Bounding box annotation entries:
════════════════

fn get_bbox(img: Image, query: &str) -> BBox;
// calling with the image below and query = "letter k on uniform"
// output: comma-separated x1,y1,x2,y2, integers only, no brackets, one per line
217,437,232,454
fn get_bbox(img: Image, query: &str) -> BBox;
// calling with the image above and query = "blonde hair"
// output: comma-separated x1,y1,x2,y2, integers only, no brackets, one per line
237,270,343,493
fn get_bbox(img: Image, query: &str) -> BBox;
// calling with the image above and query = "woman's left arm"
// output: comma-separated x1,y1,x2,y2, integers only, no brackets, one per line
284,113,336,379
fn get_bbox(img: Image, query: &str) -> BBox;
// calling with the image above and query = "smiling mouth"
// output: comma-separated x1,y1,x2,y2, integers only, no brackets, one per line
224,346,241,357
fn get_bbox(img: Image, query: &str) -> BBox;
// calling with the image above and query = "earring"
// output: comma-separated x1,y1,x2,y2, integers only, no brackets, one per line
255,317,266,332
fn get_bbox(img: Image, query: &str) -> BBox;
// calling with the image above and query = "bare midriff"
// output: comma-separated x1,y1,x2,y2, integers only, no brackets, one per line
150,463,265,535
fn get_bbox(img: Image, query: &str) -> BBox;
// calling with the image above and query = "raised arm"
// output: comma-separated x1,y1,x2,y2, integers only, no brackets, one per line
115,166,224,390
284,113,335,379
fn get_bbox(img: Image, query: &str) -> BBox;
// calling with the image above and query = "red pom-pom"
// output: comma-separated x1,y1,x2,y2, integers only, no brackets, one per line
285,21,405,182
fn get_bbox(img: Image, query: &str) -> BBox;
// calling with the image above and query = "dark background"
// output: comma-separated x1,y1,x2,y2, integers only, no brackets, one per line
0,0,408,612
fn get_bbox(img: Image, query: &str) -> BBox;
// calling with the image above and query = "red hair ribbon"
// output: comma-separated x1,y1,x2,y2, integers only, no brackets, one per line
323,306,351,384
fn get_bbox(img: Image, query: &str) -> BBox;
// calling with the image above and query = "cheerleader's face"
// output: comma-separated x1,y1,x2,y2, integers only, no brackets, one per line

════════════════

TASK DETAILS -> Please render every line of the records above as a numbered list, omitting any blank lines.

FULL ANSWER ->
1. fn get_bbox(img: Image, query: &str) -> BBox;
2. // calling with the image below and query = "letter k on uniform"
3. // output: comma-separated x1,y1,x2,y2, integers only, no brackets, one per line
4. 217,437,232,454
5. fn get_bbox(img: Image, query: &str) -> BBox;
6. // calling with the image above and query = "blonde hair"
7. // output: comma-separated x1,y1,x2,y2, integers only, no brackets, one per line
8. 237,270,343,493
9. fn get_bbox(img: Image, query: &str) -> BBox;
10. // calling with the image above and query = "woman's left arm"
11. // output: comma-separated x1,y1,x2,y2, integers only, no brackets, one per line
12. 284,113,336,379
13. fn get_bbox(img: Image, query: &str) -> BBox;
14. // calling with the image above and query = "smiling mouth"
15. // output: comma-separated x1,y1,x2,y2, integers only, no brackets, one per line
16. 224,346,241,357
17. fn get_bbox(img: Image, query: &str) -> BBox;
18. // calling with the image above and query = "earring"
19. // output: comma-separated x1,y1,x2,y2, integers only, no brackets, one per line
20. 255,317,266,332
21. fn get_bbox(img: Image, query: &str) -> BBox;
22. // calling with the image above and query = "bare midriff"
23. // output: comma-separated x1,y1,x2,y2, integers only, no brackets, one per line
24. 150,463,265,535
25. fn get_bbox(img: Image, query: &str) -> BBox;
26. // calling with the image above and query = "raised arm"
27. // output: comma-separated x1,y1,x2,y2, integers only, no brackets, one per line
28. 115,166,224,390
29. 284,113,335,379
30. fn get_bbox(img: Image, query: &str) -> BBox;
31. // calling with the image above and query = "red pom-pom"
32. // output: comma-separated x1,y1,x2,y2, integers only, no brackets, one per line
33. 285,21,405,182
34. fn get_bbox(img: Image, query: &str) -> BBox;
35. // calling with the image above and query = "dark background"
36. // output: comma-separated x1,y1,x2,y2, integers only, no brackets, one per line
37. 0,0,408,612
38. fn get_bbox(img: Image, query: &str) -> BBox;
39. // calling with the image above and query = "red hair ribbon"
40. // output: comma-separated x1,y1,x2,y2, integers only, no brackets, one per line
41. 323,306,351,384
42. fn get_bbox(img: Image, query: &str) -> BBox;
43. // calling with the image above and query = "cheerleader's face"
44. // output: comma-separated x1,y1,x2,y2, integers only, no brackets, one per line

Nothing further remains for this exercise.